APPLY WHAT YOU READ
**a.** According to the race report, which event does the Oceania Teams top ranking qualify Team Avanti to race at?
**b.** Write out the passage of the race report between "UCI 2.2 NZ Cycle" and "for the morning.", inclusive.

I was happy to have ridden another strong race, but I couldn’t have done it without the incredible teamwork from my Avanti teammates who kept us out of the wind in the important stages of the race. The podium place also gained us some more valuable points in the Oceania Team’s standings, which gives Team Avanti the Oceania Teams top ranking and qualifies us to race at the 2014 World Team Time Trial Championships. After a long evening of travel back from QLD, it’s nice to be back home after a few days away. To come home with another podium place and show that my 2014 season just keeps on rolling is a good feeling. I’m looking forward to the next race with Team Avanti, hopefully we can go up a couple of steps and put the blue and orange colors on top once again. As always, thanks to our staff and sponsors of Team Avanti, your products, financial input and support goes a long way to helping us succeed. To Diadora Australia for their sponsorship with Cycling Shoes, I love the products guys! To my family, mum & dad, brothers, girlfriend and friends, thanks for your ongoing commitment and sacrifice to allow me to do what I love. My personal coach Matt Wallace, Chiropractor Sharon and Masseur Jude, I appreciate your work behind the scenes. Keep posted for further updates, I have a few club races and invitational criteriums to take part in before my next race with Team Avanti Pro Cycling. Enjoy your riding and keep safe! Cheers, Brenton

Monday, 10 February 2014

UCI 2.2 NZ Cycle Classic

The first tour of the 2014 season for Team Avanti took place in New Zealand with the UCI 2.2 New Zealand Cycle Classic. I was excited to race having come off a great first month of racing in Australia and I was confident, being surrounded by my teammates who had performed strongly in their early season racing too.
After some minor baggage issues at the airport upon arrival, our bikes eventually turned up that afternoon and we settled into our accommodation. Before the racing began, we rode the important sections of the final stage as well as the first stage time-trial course. The idea of this was to visualize the course and know what to expect on the day we raced on them. On one of the rides, some of the local AvantiPlus Bike Shop staff and riders, all eager to come and ride with our team accompanied us for the morning.

PROVIDED MATERIAL
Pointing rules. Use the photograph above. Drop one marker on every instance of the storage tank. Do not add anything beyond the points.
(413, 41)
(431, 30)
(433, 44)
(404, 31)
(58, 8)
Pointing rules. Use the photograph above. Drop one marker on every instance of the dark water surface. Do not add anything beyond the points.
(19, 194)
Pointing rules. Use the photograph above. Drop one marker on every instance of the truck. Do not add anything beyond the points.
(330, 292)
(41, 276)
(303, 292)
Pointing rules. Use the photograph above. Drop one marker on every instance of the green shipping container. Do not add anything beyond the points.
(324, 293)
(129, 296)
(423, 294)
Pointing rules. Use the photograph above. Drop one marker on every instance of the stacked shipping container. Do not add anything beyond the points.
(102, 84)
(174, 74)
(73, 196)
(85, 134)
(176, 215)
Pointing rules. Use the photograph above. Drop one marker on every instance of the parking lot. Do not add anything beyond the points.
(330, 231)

ANSWERS BY ITEM NUMBER
**a.** The 2014 World Team Time Trial Championships.

**b.**
UCI 2.2 NZ Cycle Classic

The first tour of the 2014 season for Team Avanti took place in New Zealand with the UCI 2.2 New Zealand Cycle Classic. I was excited to race having come off a great first month of racing in Australia and I was confident, being surrounded by my teammates who had performed strongly in their early season racing too.
After some minor baggage issues at the airport upon arrival, our bikes eventually turned up that afternoon and we settled into our accommodation. Before the racing began, we rode the important sections of the final stage as well as the first stage time-trial course. The idea of this was to visualize the course and know what to expect on the day we raced on them. On one of the rides, some of the local AvantiPlus Bike Shop staff and riders, all eager to come and ride with our team accompanied us for the morning.